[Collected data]

----

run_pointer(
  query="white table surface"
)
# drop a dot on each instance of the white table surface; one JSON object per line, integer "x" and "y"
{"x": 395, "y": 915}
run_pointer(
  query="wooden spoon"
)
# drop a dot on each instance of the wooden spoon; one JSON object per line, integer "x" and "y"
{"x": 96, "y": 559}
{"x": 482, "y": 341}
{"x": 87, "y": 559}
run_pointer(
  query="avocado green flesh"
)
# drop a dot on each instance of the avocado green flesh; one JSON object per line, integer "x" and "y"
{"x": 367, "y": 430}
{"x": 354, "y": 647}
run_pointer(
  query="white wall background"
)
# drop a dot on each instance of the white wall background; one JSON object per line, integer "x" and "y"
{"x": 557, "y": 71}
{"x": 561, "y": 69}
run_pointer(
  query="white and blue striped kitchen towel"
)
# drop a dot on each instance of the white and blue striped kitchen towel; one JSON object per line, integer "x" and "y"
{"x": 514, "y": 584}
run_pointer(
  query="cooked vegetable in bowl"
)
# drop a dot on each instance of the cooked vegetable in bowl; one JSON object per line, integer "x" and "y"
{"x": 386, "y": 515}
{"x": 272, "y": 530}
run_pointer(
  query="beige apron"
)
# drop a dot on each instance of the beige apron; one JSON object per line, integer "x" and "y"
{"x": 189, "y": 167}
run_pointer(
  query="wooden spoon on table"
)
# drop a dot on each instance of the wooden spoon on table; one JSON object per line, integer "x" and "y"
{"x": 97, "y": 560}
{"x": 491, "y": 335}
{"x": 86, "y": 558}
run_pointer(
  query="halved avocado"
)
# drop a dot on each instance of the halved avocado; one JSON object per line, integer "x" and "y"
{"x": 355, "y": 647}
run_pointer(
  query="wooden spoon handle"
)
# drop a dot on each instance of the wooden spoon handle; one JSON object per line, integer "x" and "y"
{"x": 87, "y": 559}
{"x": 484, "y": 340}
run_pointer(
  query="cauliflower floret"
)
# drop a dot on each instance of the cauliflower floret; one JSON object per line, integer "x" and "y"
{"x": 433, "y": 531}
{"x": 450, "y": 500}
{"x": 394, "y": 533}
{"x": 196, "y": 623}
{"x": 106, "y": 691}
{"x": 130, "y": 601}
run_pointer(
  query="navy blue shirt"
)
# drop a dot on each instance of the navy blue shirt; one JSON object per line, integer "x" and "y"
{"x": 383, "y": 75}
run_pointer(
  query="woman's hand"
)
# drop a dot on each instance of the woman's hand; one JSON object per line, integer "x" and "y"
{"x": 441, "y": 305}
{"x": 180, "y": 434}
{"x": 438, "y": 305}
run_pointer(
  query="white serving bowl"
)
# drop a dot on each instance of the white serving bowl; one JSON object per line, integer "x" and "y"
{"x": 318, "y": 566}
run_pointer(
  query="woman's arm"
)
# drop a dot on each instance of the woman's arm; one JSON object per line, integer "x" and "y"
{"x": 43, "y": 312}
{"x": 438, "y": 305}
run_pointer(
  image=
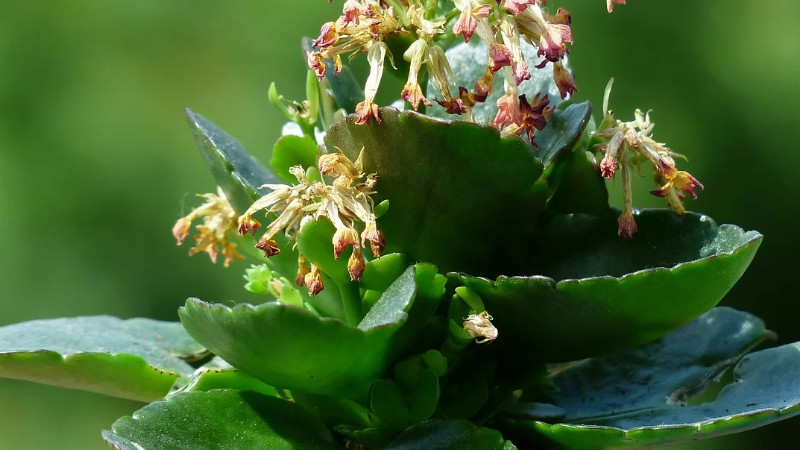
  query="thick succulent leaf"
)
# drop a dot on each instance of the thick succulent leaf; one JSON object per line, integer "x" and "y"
{"x": 604, "y": 292}
{"x": 223, "y": 419}
{"x": 563, "y": 131}
{"x": 236, "y": 172}
{"x": 139, "y": 359}
{"x": 289, "y": 347}
{"x": 469, "y": 60}
{"x": 449, "y": 435}
{"x": 645, "y": 397}
{"x": 292, "y": 151}
{"x": 438, "y": 177}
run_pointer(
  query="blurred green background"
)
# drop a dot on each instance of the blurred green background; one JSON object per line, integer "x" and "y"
{"x": 97, "y": 162}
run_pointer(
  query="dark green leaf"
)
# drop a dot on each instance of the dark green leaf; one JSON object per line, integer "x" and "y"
{"x": 613, "y": 292}
{"x": 289, "y": 347}
{"x": 393, "y": 304}
{"x": 439, "y": 177}
{"x": 387, "y": 402}
{"x": 577, "y": 186}
{"x": 237, "y": 173}
{"x": 563, "y": 130}
{"x": 139, "y": 359}
{"x": 292, "y": 151}
{"x": 645, "y": 397}
{"x": 220, "y": 420}
{"x": 448, "y": 435}
{"x": 469, "y": 60}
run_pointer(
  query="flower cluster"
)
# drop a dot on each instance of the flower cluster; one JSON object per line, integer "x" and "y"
{"x": 502, "y": 25}
{"x": 627, "y": 144}
{"x": 215, "y": 233}
{"x": 345, "y": 202}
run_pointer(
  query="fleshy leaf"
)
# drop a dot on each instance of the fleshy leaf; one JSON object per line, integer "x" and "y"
{"x": 468, "y": 61}
{"x": 438, "y": 177}
{"x": 291, "y": 151}
{"x": 220, "y": 420}
{"x": 236, "y": 172}
{"x": 603, "y": 292}
{"x": 138, "y": 359}
{"x": 449, "y": 435}
{"x": 576, "y": 186}
{"x": 289, "y": 347}
{"x": 644, "y": 396}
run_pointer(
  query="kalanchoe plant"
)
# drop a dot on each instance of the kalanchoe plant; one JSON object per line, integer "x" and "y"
{"x": 451, "y": 277}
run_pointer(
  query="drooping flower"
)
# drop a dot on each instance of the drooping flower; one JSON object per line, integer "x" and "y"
{"x": 480, "y": 327}
{"x": 471, "y": 15}
{"x": 610, "y": 4}
{"x": 345, "y": 202}
{"x": 215, "y": 233}
{"x": 416, "y": 55}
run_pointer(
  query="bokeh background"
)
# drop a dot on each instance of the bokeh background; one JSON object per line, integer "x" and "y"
{"x": 96, "y": 159}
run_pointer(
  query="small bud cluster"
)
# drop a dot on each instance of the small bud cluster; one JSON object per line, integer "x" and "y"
{"x": 345, "y": 203}
{"x": 480, "y": 327}
{"x": 213, "y": 235}
{"x": 501, "y": 24}
{"x": 624, "y": 145}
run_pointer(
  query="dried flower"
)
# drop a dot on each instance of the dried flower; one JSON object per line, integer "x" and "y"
{"x": 627, "y": 143}
{"x": 214, "y": 234}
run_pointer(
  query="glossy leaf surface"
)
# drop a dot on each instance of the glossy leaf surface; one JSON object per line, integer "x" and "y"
{"x": 138, "y": 359}
{"x": 236, "y": 172}
{"x": 291, "y": 151}
{"x": 289, "y": 347}
{"x": 601, "y": 292}
{"x": 461, "y": 196}
{"x": 562, "y": 132}
{"x": 221, "y": 420}
{"x": 645, "y": 396}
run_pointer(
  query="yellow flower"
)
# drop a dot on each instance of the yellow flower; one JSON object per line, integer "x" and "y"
{"x": 345, "y": 202}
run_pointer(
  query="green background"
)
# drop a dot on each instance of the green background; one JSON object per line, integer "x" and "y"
{"x": 97, "y": 162}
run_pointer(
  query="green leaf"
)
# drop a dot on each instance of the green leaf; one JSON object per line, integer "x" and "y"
{"x": 292, "y": 151}
{"x": 387, "y": 402}
{"x": 562, "y": 132}
{"x": 291, "y": 348}
{"x": 577, "y": 186}
{"x": 220, "y": 420}
{"x": 236, "y": 172}
{"x": 602, "y": 292}
{"x": 439, "y": 176}
{"x": 393, "y": 304}
{"x": 138, "y": 359}
{"x": 645, "y": 397}
{"x": 448, "y": 435}
{"x": 469, "y": 61}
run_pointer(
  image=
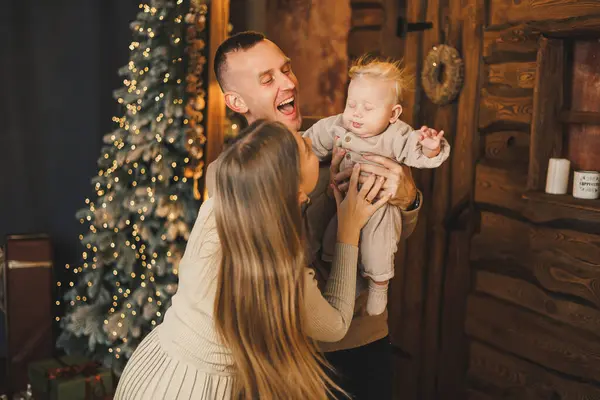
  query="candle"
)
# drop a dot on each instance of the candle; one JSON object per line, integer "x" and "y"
{"x": 586, "y": 184}
{"x": 558, "y": 176}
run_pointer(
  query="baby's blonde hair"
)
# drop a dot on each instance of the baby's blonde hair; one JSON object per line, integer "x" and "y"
{"x": 385, "y": 69}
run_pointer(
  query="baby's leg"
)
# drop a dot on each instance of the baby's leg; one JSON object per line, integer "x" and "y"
{"x": 329, "y": 240}
{"x": 379, "y": 242}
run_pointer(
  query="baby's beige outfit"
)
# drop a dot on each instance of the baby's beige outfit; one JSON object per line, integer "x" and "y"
{"x": 380, "y": 236}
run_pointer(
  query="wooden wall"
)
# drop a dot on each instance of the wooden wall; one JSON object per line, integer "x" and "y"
{"x": 314, "y": 34}
{"x": 532, "y": 311}
{"x": 496, "y": 293}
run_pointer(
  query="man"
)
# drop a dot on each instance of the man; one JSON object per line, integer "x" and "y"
{"x": 258, "y": 82}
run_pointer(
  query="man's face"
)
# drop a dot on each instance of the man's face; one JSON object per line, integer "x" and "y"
{"x": 262, "y": 76}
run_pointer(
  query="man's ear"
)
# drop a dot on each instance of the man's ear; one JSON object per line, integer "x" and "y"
{"x": 235, "y": 102}
{"x": 396, "y": 112}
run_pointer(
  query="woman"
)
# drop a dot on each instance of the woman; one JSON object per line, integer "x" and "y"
{"x": 239, "y": 323}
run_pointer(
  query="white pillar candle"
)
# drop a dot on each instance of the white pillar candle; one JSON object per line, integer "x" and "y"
{"x": 558, "y": 176}
{"x": 586, "y": 184}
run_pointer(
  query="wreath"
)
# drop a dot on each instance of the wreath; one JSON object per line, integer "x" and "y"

----

◆ **EXERCISE REQUIREMENTS**
Lines that hold the word "wreath" are the ones to copy from the entries above.

◆ **EXERCISE RESULT**
  query="wreath"
# drop a dot on each instance of the wreath; one JSON object per line, integer "x" and "y"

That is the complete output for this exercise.